**What you have to do**
Copy out everything below, from the line containing "Indicate the person" down to the last of the items, keeping the requests as they are. Scale every coordinate in the answers by 1.3 and round each one to a whole number, rounding halves up.

**Data to process**
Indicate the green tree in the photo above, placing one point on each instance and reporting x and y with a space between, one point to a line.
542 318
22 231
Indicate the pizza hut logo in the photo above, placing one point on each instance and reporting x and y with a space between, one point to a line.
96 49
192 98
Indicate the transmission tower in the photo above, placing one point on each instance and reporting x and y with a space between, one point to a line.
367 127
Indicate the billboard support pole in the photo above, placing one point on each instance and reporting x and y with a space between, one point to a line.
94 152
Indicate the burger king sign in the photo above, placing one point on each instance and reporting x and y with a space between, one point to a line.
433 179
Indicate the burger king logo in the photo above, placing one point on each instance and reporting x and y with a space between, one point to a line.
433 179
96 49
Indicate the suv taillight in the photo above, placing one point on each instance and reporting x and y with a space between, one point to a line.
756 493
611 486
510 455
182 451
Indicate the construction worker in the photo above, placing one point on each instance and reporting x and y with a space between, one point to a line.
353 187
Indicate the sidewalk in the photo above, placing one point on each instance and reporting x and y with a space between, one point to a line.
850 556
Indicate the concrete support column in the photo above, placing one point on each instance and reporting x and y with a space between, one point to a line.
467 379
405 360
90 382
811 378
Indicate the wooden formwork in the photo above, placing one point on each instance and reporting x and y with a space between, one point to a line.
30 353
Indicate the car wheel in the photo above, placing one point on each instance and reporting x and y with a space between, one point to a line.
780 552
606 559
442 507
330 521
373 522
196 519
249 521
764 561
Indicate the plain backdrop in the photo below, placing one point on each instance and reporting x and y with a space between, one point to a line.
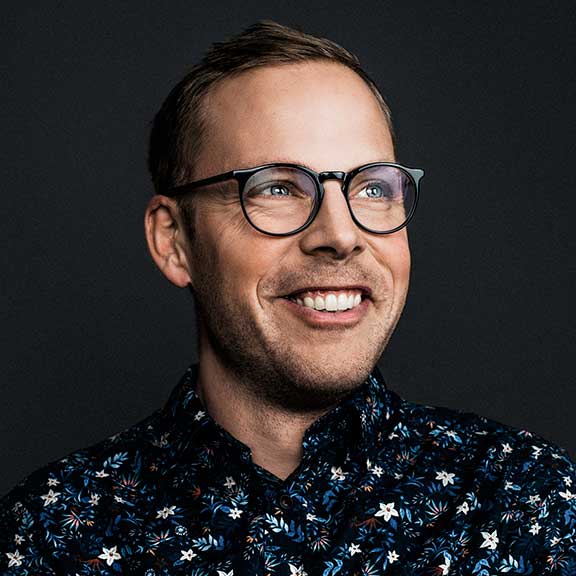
94 338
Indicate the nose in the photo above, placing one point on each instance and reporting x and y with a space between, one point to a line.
333 233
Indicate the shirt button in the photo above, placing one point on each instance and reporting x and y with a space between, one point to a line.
286 502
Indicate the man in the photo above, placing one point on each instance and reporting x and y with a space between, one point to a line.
281 205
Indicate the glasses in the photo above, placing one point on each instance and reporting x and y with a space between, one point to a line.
281 199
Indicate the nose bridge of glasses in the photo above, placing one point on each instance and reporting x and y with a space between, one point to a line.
331 175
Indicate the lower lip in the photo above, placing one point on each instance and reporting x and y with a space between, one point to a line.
344 318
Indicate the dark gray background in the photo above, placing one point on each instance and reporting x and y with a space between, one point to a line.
483 98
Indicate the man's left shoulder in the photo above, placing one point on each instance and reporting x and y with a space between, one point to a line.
513 454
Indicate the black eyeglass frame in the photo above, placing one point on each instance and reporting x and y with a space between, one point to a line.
243 175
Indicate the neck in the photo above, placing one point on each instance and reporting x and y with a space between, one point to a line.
274 436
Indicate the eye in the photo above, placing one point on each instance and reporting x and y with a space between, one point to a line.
375 191
276 190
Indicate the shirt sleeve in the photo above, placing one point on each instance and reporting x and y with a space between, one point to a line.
548 503
21 553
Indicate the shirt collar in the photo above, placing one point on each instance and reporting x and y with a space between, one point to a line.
356 422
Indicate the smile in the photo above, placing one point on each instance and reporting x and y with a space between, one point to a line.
328 300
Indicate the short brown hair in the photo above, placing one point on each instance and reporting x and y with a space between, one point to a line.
180 124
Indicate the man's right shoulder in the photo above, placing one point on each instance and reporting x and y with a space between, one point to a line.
70 492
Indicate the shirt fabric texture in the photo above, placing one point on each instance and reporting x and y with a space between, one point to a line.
384 487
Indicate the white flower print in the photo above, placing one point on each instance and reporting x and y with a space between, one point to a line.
387 510
50 498
188 554
234 513
464 508
392 556
165 512
537 450
377 471
446 566
490 540
337 473
446 477
535 528
109 554
354 549
15 558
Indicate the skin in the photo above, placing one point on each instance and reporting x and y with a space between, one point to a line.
265 373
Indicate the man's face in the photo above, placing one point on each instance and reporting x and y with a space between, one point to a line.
321 115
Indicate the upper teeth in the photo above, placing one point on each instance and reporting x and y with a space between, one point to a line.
331 301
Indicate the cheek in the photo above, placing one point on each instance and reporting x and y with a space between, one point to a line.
393 253
239 258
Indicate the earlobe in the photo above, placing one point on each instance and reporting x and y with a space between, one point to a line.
166 240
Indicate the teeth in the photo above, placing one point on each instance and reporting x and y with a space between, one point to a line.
309 302
331 303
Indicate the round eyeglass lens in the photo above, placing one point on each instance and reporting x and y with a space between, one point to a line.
382 197
279 199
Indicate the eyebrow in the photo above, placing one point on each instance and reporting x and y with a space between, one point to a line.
284 160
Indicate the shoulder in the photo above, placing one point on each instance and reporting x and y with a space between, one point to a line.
515 483
517 454
44 516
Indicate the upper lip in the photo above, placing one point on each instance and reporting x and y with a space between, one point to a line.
366 291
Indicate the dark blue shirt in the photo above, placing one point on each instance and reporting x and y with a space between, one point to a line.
385 486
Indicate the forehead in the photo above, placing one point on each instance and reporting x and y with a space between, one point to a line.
320 114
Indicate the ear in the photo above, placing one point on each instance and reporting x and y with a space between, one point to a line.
167 240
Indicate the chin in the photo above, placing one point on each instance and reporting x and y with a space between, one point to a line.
317 383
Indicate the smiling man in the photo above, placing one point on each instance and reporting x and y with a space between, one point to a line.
281 205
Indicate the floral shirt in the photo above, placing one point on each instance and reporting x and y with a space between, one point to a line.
385 486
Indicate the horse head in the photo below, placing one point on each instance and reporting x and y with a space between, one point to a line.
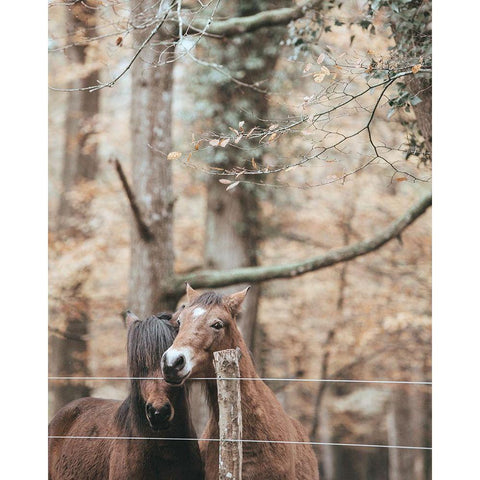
207 323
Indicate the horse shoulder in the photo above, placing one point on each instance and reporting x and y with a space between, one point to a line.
70 457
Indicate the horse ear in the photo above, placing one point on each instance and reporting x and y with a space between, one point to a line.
130 318
235 300
192 294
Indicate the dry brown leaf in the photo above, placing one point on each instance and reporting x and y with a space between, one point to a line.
232 186
272 137
174 155
416 68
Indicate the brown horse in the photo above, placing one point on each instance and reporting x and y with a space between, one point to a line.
208 324
152 412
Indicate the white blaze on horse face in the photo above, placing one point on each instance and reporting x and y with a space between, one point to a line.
199 311
172 354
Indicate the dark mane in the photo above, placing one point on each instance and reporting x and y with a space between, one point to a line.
146 342
208 298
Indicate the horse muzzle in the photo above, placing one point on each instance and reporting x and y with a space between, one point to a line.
176 366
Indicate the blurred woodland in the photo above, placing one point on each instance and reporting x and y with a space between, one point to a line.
284 144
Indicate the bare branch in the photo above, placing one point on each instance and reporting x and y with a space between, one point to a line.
250 23
143 230
216 279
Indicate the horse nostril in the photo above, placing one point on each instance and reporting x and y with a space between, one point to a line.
150 410
179 362
165 411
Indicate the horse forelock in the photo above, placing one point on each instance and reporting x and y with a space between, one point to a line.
208 299
147 341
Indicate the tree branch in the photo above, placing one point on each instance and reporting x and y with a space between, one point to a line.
270 18
216 279
142 227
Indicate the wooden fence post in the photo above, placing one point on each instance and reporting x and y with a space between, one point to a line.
226 364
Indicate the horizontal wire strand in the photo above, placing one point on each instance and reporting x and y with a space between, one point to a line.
288 442
314 380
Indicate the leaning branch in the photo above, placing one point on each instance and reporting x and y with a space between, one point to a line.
270 18
142 227
216 278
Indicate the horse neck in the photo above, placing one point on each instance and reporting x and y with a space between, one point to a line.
136 423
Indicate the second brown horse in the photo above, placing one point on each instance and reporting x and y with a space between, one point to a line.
208 324
97 439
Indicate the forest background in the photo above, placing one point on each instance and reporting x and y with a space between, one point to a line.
126 213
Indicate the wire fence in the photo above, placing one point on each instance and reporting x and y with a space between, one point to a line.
268 379
256 379
287 442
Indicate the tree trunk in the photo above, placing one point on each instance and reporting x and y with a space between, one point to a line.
69 358
406 426
233 217
80 152
152 261
69 352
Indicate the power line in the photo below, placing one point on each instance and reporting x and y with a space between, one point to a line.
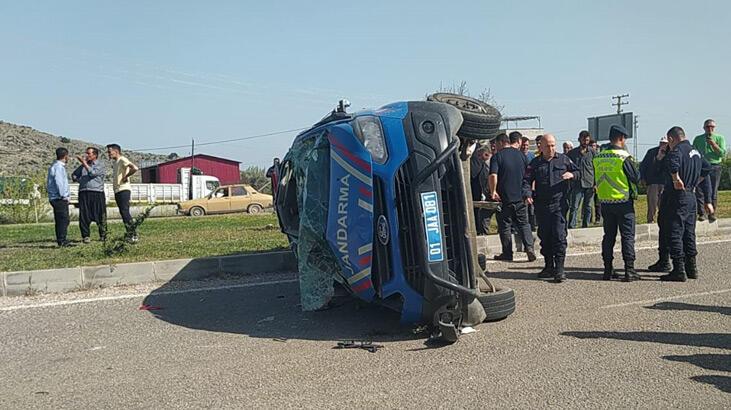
619 102
251 137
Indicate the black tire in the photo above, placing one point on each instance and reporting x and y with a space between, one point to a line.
254 209
499 304
480 120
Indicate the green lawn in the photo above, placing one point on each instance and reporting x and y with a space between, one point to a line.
29 247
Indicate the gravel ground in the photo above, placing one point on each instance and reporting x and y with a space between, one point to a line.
244 343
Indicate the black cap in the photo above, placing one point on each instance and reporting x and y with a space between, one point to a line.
616 130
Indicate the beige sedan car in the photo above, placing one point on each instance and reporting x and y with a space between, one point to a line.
227 199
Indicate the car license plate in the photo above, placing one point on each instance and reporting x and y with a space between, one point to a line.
432 225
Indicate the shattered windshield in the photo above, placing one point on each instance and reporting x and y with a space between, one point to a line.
318 266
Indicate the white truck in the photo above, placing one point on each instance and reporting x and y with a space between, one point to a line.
188 187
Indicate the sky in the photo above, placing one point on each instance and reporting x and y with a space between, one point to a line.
158 74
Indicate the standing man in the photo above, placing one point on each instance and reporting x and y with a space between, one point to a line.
567 146
712 147
57 186
92 202
507 169
582 187
550 172
122 170
616 180
525 149
273 175
685 167
529 155
651 176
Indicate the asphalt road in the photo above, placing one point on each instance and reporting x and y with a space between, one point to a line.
582 344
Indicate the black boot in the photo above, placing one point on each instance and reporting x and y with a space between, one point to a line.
678 272
608 271
691 270
662 264
630 275
560 275
548 270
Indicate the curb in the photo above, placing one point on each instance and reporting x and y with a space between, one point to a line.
86 277
490 244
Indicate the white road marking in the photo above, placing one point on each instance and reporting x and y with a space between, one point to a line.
142 295
643 248
647 302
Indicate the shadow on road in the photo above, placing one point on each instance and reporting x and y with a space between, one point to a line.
714 362
713 340
724 310
272 311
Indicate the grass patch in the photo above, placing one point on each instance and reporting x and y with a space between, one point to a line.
30 247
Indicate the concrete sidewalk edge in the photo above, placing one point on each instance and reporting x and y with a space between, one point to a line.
87 277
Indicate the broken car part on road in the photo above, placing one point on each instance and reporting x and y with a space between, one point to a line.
377 202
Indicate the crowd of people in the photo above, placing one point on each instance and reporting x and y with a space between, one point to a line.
548 190
90 176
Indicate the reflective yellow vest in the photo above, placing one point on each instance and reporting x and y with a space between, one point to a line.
611 182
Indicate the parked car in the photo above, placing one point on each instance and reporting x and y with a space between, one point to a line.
228 199
377 201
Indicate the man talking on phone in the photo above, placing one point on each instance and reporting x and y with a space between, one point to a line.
712 147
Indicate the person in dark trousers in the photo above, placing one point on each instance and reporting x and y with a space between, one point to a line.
616 181
92 202
551 173
684 168
712 148
478 185
582 187
507 169
597 205
122 170
59 194
652 178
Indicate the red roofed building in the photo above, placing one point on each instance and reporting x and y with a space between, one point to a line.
226 170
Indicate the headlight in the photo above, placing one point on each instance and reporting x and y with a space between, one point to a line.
370 133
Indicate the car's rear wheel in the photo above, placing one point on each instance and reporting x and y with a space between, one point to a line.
480 120
499 304
255 209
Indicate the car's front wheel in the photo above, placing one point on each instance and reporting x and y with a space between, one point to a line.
197 211
255 209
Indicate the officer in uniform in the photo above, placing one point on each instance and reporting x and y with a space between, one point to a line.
683 167
551 172
616 180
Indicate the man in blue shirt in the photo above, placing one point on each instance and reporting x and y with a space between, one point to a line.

**Result**
Indicate the person in dark trousers in the photo above, placing one point on each instance and reporting x and y with a space between, one point to a line.
801 235
120 263
716 225
889 218
926 192
621 241
757 243
659 220
776 267
159 221
77 252
848 231
Indicate the red roofed building in the photo above, placing one point on each instance and reporting x and y with a space between, one point to a line.
294 221
Indicate the headlight in the photo above, placing one point on each instance and reporting x and y with a space between, one point to a line.
481 173
Indicate the car's rear wheel in the photo above, placing one point on each instance and reporting x and y with a space between, one point to a line.
624 156
649 395
332 272
Indicate the car's front wheel in the photo above, placing one point on each instance and reporting x and y with a space between, one point to a line.
256 274
332 272
Indicate the officer in uniform in the photo above, placing one point on each instance and reporting x and y with a space between, one point to a line.
888 217
716 224
801 234
Indicate the man in blue shirt in the photo above, placing one point on each instance and reporting x and y with a space between, one point to a line.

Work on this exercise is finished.